** EXERCISE BRIEF **
Produce word for word the lines of the data below running from the one that has "Mark the innermost point of each instance of the parked" to the one that has "Mark the innermost point of each instance of the black mirror", inclusive, and no others.

** RECORDS **
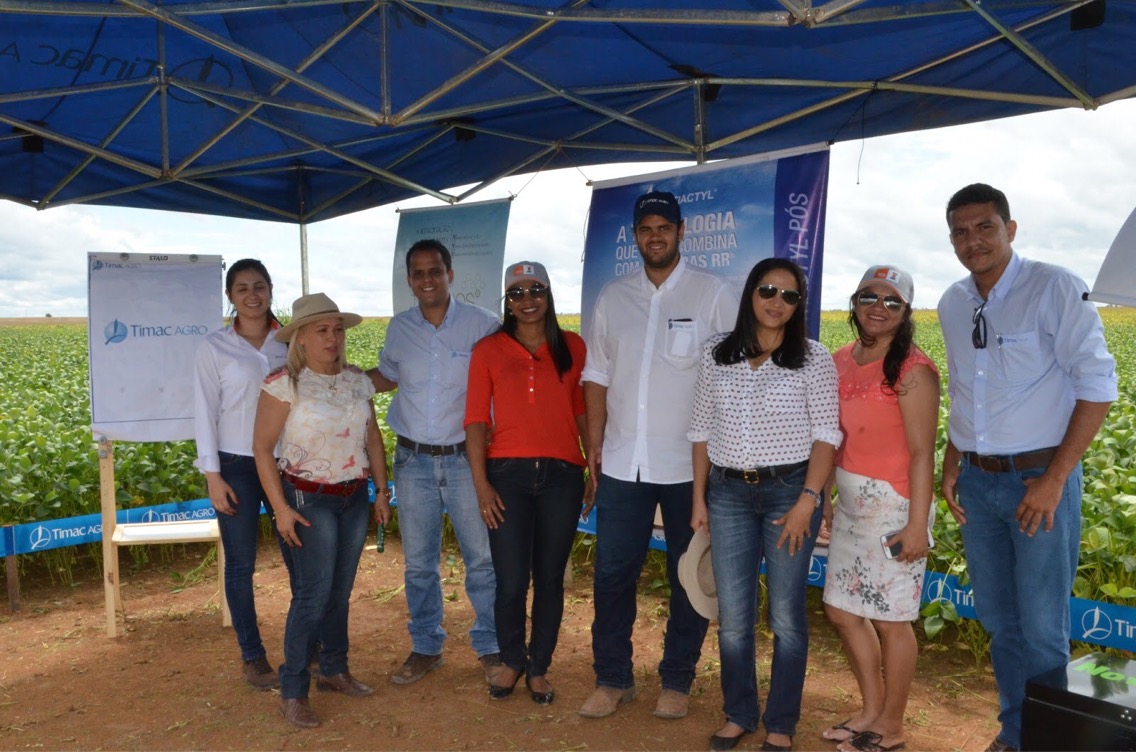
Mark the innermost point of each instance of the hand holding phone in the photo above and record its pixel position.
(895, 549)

==

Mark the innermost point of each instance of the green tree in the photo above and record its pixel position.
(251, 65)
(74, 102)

...

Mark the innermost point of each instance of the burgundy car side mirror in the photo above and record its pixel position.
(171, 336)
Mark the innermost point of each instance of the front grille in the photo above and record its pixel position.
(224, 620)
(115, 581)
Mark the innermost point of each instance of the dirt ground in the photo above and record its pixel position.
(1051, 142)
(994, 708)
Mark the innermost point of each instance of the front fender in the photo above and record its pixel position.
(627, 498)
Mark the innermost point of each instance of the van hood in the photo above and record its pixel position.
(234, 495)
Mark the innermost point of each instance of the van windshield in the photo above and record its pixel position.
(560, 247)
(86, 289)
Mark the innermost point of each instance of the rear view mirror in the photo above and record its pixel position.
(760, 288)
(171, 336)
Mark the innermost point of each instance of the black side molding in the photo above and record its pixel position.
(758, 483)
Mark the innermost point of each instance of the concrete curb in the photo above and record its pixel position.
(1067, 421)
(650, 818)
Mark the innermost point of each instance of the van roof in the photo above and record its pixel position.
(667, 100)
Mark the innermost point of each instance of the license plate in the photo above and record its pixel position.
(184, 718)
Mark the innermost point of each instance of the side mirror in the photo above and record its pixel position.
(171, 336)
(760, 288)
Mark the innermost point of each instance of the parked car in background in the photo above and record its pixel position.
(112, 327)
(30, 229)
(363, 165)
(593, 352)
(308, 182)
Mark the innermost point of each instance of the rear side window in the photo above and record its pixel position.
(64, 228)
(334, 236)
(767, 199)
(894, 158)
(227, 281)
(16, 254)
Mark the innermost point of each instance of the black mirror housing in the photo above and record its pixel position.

** ANSWER **
Mark the innermost point of each instance of the parked car in background in the photo above and record its pixel position.
(112, 327)
(30, 229)
(363, 165)
(593, 352)
(308, 182)
Mark the innermost point of each instance of the rear side window in the photo above and record its pixel position.
(64, 228)
(334, 236)
(767, 199)
(894, 158)
(227, 281)
(16, 254)
Mark the innermost point of each instance of the black mirror housing in the photo above and record its pixel position.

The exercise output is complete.